*Vorliegender Textauszug:*

══════════

Beratung aus der Ferne – Telepharmazie verbindet Apotheken und Kunden

Die Technologie hinter der Telepharmazie ist alles andere als neu. Bemerkenswert ist vielmehr, wie sie sich in den letzten Monaten verbreiten und etablieren konnte. Die Rede ist von der Videotelefonie, und offenbar brauchte es erst einen Katalysator – die Corona-Krise – damit sie massentauglich werden konnten. Umso wichtiger ist es, dass man als Apotheke ein entsprechendes Angebot schafft. Denn telemedizinische sowie telepharmazeutische Dienstleistungen werden aus dem Versorgungsalltag bald nicht mehr wegzudenken sein.

Apotheke Digitalisierung Telepharmazie Telemedizin

Vor ziemlich genau einem Jahr und einem Monat kam die Corona-Pandemie in Deutschland an. Am 27. Januar 2020 kam der erste positive Coronafall, ein 33-jähriger Mitarbeiter der Firma Webasto, ins Münchner Tropeninstitut. Die Welt hat sich seitdem für uns alle verändert – sowohl beruflich als auch privat. Viele verbringen ihre Arbeitstage überwiegend im Homeoffice. Durch die Lockdown-Phasen wird man gezwungen, sich vor allem von zu Hause aus zu versorgen und zu organisieren. Das betrifft zum Teil lebenswichtige Konsumgüter und zunehmend auch die Frage, wie über die Distanz mit Ärzten und Apothekern in Kontakt getreten werden kann.

══════════

*Aufgabenstellung:* Schreiben Sie den obigen Text über Telepharmazie bitte vollständig und Wort für Wort ab.

══════════

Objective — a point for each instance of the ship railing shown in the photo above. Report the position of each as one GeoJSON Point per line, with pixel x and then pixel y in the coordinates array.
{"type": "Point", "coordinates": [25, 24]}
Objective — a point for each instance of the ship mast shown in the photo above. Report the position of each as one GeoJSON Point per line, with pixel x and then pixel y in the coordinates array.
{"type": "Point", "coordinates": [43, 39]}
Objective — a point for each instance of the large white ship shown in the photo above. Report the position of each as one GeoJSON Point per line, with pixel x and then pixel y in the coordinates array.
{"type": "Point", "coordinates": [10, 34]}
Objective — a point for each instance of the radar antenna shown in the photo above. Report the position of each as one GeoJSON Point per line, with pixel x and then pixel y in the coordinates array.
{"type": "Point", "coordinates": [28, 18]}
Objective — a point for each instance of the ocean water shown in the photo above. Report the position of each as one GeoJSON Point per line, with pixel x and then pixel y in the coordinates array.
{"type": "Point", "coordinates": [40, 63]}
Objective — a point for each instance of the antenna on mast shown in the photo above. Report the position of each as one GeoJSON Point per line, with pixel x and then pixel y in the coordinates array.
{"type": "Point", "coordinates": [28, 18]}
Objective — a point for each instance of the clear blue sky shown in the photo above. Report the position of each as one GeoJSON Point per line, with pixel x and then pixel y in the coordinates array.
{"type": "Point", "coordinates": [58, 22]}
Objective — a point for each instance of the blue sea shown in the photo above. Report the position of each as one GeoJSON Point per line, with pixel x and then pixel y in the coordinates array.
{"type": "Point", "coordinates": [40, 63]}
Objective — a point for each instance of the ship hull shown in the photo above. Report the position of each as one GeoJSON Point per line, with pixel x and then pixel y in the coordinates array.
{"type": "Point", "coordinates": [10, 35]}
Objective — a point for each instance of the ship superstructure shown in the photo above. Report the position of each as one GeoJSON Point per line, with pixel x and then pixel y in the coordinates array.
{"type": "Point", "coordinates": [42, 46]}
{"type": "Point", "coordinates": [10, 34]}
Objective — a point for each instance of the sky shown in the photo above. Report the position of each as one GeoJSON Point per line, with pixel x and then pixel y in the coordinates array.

══════════

*Lösung:*
Beratung aus der Ferne – Telepharmazie verbindet Apotheken und Kunden

Die Technologie hinter der Telepharmazie ist alles andere als neu. Bemerkenswert ist vielmehr, wie sie sich in den letzten Monaten verbreiten und etablieren konnte. Die Rede ist von der Videotelefonie, und offenbar brauchte es erst einen Katalysator – die Corona-Krise – damit sie massentauglich werden konnten. Umso wichtiger ist es, dass man als Apotheke ein entsprechendes Angebot schafft. Denn telemedizinische sowie telepharmazeutische Dienstleistungen werden aus dem Versorgungsalltag bald nicht mehr wegzudenken sein.

Apotheke Digitalisierung Telepharmazie Telemedizin

Vor ziemlich genau einem Jahr und einem Monat kam die Corona-Pandemie in Deutschland an. Am 27. Januar 2020 kam der erste positive Coronafall, ein 33-jähriger Mitarbeiter der Firma Webasto, ins Münchner Tropeninstitut. Die Welt hat sich seitdem für uns alle verändert – sowohl beruflich als auch privat. Viele verbringen ihre Arbeitstage überwiegend im Homeoffice. Durch die Lockdown-Phasen wird man gezwungen, sich vor allem von zu Hause aus zu versorgen und zu organisieren. Das betrifft zum Teil lebenswichtige Konsumgüter und zunehmend auch die Frage, wie über die Distanz mit Ärzten und Apothekern in Kontakt getreten werden kann.